→ DIRECTIONS: Print out the material that follows word for word.

Data items
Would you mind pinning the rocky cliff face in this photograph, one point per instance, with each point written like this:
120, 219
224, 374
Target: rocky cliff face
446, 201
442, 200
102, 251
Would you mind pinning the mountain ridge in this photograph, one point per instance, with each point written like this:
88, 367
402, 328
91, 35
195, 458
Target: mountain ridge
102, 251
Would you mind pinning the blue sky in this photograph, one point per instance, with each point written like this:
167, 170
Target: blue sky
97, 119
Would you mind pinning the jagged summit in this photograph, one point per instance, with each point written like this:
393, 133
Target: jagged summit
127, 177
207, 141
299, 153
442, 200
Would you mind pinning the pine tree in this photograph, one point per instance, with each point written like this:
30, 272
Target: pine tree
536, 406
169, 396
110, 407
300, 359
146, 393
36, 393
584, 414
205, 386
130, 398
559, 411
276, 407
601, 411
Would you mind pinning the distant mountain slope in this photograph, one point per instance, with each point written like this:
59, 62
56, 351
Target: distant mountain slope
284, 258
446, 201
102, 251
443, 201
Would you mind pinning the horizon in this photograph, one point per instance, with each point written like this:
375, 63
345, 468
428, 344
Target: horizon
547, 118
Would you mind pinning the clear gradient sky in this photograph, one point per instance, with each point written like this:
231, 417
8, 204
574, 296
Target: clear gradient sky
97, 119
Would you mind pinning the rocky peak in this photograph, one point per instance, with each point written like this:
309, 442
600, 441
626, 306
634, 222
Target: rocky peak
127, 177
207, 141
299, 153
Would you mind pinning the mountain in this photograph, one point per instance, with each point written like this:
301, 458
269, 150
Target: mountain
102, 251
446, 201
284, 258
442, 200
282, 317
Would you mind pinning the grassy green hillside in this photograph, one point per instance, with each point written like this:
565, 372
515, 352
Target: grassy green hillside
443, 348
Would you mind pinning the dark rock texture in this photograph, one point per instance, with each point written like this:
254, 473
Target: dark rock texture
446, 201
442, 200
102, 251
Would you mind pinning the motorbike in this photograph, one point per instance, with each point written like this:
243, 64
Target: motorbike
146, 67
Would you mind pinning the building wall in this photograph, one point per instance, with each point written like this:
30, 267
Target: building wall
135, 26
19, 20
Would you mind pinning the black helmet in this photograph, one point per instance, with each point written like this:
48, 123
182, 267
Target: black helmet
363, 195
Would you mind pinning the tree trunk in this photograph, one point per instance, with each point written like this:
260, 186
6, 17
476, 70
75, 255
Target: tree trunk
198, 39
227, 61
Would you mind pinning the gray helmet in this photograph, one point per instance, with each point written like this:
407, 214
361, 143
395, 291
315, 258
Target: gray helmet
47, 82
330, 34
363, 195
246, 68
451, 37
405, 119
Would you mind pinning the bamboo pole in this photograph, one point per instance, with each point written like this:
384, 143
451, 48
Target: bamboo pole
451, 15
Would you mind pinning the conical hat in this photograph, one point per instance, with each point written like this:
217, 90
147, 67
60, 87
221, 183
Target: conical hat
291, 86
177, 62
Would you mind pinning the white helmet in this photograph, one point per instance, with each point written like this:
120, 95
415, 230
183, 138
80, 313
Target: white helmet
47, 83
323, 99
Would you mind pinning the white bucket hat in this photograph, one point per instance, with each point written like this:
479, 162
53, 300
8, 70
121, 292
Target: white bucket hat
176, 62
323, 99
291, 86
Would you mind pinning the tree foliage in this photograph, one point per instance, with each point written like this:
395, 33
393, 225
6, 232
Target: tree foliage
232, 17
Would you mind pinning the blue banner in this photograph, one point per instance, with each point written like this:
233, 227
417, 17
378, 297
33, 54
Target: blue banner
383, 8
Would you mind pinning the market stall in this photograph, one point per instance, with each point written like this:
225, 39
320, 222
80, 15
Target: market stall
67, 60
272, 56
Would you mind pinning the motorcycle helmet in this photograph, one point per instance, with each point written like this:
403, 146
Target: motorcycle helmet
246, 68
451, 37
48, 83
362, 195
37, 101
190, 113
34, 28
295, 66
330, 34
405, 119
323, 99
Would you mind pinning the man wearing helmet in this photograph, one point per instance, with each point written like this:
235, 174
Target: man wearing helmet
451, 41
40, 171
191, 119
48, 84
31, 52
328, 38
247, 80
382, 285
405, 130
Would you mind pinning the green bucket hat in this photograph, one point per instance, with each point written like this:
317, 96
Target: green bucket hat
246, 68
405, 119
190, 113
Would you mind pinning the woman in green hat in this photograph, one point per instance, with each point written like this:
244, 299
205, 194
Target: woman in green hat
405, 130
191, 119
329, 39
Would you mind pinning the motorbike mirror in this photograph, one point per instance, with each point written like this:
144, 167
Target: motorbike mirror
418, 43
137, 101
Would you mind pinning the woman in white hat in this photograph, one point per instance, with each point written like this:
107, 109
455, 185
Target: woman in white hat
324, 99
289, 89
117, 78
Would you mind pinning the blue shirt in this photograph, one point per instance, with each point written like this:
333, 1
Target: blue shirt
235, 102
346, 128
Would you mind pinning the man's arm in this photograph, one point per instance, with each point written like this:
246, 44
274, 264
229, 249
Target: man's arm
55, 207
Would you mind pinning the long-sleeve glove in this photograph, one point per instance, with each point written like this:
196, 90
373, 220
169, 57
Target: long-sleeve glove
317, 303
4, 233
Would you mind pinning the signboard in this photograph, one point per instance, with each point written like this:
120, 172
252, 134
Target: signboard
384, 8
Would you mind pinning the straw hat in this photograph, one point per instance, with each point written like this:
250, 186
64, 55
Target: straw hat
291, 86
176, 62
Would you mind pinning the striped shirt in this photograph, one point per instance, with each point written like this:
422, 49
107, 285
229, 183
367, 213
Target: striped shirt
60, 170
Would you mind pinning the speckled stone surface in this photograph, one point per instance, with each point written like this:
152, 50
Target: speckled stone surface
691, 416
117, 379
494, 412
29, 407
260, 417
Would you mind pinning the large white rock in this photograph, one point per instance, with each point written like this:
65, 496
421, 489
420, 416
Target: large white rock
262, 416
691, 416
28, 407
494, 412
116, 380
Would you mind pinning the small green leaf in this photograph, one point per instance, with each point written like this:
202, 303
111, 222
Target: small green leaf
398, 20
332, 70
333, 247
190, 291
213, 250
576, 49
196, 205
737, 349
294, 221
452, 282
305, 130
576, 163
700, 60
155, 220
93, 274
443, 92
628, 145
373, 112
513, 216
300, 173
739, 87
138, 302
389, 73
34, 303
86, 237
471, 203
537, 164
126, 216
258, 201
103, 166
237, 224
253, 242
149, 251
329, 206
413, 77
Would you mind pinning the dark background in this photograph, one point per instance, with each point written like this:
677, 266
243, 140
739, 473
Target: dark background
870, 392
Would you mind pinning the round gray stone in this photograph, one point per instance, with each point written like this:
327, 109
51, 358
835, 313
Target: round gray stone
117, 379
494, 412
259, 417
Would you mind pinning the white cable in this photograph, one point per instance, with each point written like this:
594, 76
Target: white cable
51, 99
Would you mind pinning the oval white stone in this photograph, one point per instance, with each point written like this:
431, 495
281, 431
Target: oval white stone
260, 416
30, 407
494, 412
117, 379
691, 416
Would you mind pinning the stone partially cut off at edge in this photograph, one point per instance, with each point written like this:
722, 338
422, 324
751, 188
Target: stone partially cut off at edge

→ REPLY:
Would you mind pinning the rocky cliff face in this photograph, one point per instance, with each point written like this:
120, 219
224, 374
Target: rocky cliff face
446, 201
442, 200
102, 251
Would you mind pinning the mountain ridge in this photograph, one point per instance, with each point written like this:
88, 367
402, 328
91, 35
195, 458
Target: mountain ridge
102, 251
Would you mind pinning the blue sky in this photograph, one point per instance, with each point written like this:
167, 170
Target: blue sky
97, 119
Would you mind pinning the jagged summit in this photograph, one point per instance, with each point written like this:
393, 133
Target: jagged summit
127, 177
207, 141
299, 153
442, 200
Would you mind pinning the pine tree in this photograph, one point per instance, with each point written like this:
30, 272
Target: pine tree
536, 406
169, 396
110, 407
300, 359
146, 393
36, 393
584, 414
205, 386
130, 398
559, 411
276, 407
601, 411
Would you mind pinning the distant mountain slope in this photograph, one point per instance, with each point written like this:
59, 62
56, 351
Target: distant mountain slope
284, 258
446, 201
102, 251
443, 201
Would you mind pinning the horizon in this photograph, one point per instance, with each point written like this:
375, 63
345, 468
428, 344
Target: horizon
547, 118
Would you mind pinning the clear gradient sky in this photograph, one point per instance, with each point written like this:
231, 417
8, 204
574, 296
Target: clear gradient sky
97, 119
Would you mind pinning the rocky peak in this photograph, one point per instance, with each point written like this:
309, 442
600, 441
626, 306
634, 222
Target: rocky peak
127, 177
207, 141
299, 153
Would you mind pinning the mountain in this photograph, one point per instance, with each point written like this:
301, 458
269, 150
Target: mountain
102, 251
446, 201
284, 258
442, 200
282, 317
Would you mind pinning the grassy green hillside in this photograph, one point per instance, with each point written like this:
565, 372
515, 352
Target: grassy green hillside
443, 348
Would you mind pinning the dark rock texture in this photograph, one point per instance, with each point written like this:
254, 473
Target: dark rock texture
446, 201
442, 200
102, 251
Would you mind pinning the motorbike in this photograph, one point per instance, with each point written like this:
243, 64
Target: motorbike
146, 67
Would you mind pinning the building wall in this photograph, one point per instance, with each point written like this:
30, 267
Target: building wall
135, 26
19, 20
Would you mind pinning the black helmet in this photograph, one point per instance, with each point written like this:
48, 123
182, 267
Target: black helmet
363, 195
Would you mind pinning the tree trunk in this photograph, one point per instance, with each point written like this:
260, 186
6, 17
476, 70
75, 255
Target: tree trunk
198, 39
227, 61
Would you mind pinning the gray helmet in this photograph, one point per instance, with each point written like this:
407, 214
361, 143
395, 291
315, 258
Target: gray helmet
47, 82
330, 34
363, 195
246, 68
451, 37
405, 119
Would you mind pinning the bamboo pole in this photograph, one point per instance, with each point written like this:
384, 143
451, 48
Target: bamboo pole
451, 15
Would you mind pinning the conical hat in this photograph, one point per instance, with each point written like this:
217, 90
147, 67
60, 87
221, 183
Target: conical hat
291, 86
177, 62
Would you mind pinning the white helmet in this photograph, one point per instance, with each point written like this:
120, 95
415, 230
183, 138
80, 313
Target: white helmet
47, 83
323, 99
Would you mind pinning the white bucket hat in this photograph, one point per instance, with each point written like this:
479, 162
53, 300
8, 70
121, 292
Target: white bucket hat
176, 62
323, 99
291, 86
Would you mind pinning the tree foliage in this photograph, one point per instance, with each point written like this:
395, 33
393, 225
6, 232
Target: tree foliage
232, 17
Would you mind pinning the blue banner in this photograph, one point per instance, with each point written like this:
233, 227
417, 17
378, 297
33, 54
Target: blue banner
383, 8
Would you mind pinning the market stall in this photograph, one point per instance, with each point written like this:
225, 39
320, 222
80, 15
Target: market stall
67, 60
272, 56
Would you mind pinning the motorcycle helmet in this photograph, one point per instance, with each point written like this:
403, 146
Target: motorcycle helmet
246, 68
451, 37
48, 83
362, 195
37, 101
190, 113
34, 28
295, 66
330, 34
405, 119
323, 99
Would you mind pinning the man wearing helmet in this photograph, one point per instance, with each point written like this:
235, 174
Target: man wearing helmet
451, 41
40, 171
191, 119
48, 84
31, 52
328, 38
247, 80
382, 285
405, 130
Would you mind pinning the green bucket hat in this photograph, one point per instance, with each point written like this:
317, 96
Target: green bucket hat
246, 68
405, 119
190, 113
Would you mind pinning the woman in green hat in this photograph, one point per instance, with each point written like this:
244, 299
205, 194
Target: woman in green hat
405, 130
191, 119
329, 39
Would you mind pinning the motorbike mirror in this photograph, one point per instance, with each point written like this:
144, 167
Target: motorbike mirror
418, 43
137, 101
Would you mind pinning the woman in white hat in this photograph, one point per instance, with each point written like this:
107, 109
455, 185
Target: woman in white hat
324, 99
289, 89
117, 78
Would you mind pinning the blue shirt in this photograph, one point per instance, with each point written like this:
333, 1
Target: blue shirt
235, 102
346, 128
Would you mind pinning the man's arm in this photograph, one point per instance, with each point written like this:
246, 44
274, 264
229, 249
Target: man's arm
55, 207
Would you mind pinning the long-sleeve glove in this photograph, one point per instance, with each point written like this:
196, 90
373, 220
169, 57
Target: long-sleeve glove
317, 303
4, 233
Would you mind pinning the signboard in this photograph, one point per instance, with each point written like this:
120, 172
252, 134
Target: signboard
384, 8
Would you mind pinning the straw hat in this photograph, one point per instance, with each point written like this:
250, 186
64, 55
Target: straw hat
291, 86
176, 62
Would you mind pinning the striped shirt in this photograph, one point per instance, with each point written like this:
422, 49
107, 285
229, 183
367, 213
Target: striped shirt
60, 170
Would you mind pinning the speckled stone surface in this photograph, one point per instance, with each point written like this:
152, 50
Target: speckled stone surface
691, 416
117, 379
494, 412
29, 407
260, 417
Would you mind pinning the large white rock in this photograph, one point per instance, with each point written like this:
65, 496
421, 489
420, 416
Target: large white rock
262, 416
691, 416
28, 407
494, 412
116, 380
Would you mind pinning the small green leaf in this photograph, one point per instance, with each point written like this:
202, 303
111, 222
Target: small green leaf
398, 20
332, 70
333, 247
190, 291
213, 250
576, 49
196, 205
737, 349
294, 221
452, 282
305, 130
576, 163
700, 60
155, 220
93, 274
443, 92
628, 145
373, 112
513, 216
300, 173
739, 87
138, 302
389, 73
34, 303
86, 237
471, 203
537, 164
126, 216
258, 201
103, 166
237, 224
253, 242
149, 251
329, 206
413, 77
Would you mind pinning the dark background in this photograph, one point per instance, with each point written like this:
677, 266
243, 140
739, 473
Target: dark background
870, 392
Would you mind pinning the round gray stone in this photograph, one point per instance, with each point written like this:
327, 109
51, 358
835, 313
Target: round gray stone
117, 379
494, 412
259, 417
Would you mind pinning the white cable in this photograph, one point per instance, with each point written like this:
594, 76
Target: white cable
51, 99
Would you mind pinning the oval white stone in this photograph, one point per instance, with each point written like this:
431, 495
281, 431
Target: oval white stone
260, 416
30, 407
494, 412
117, 379
691, 416
Would you mind pinning the stone partially cut off at edge in this photograph, one point per instance, with each point written like this:
722, 338
422, 324
751, 188
Target: stone partially cut off at edge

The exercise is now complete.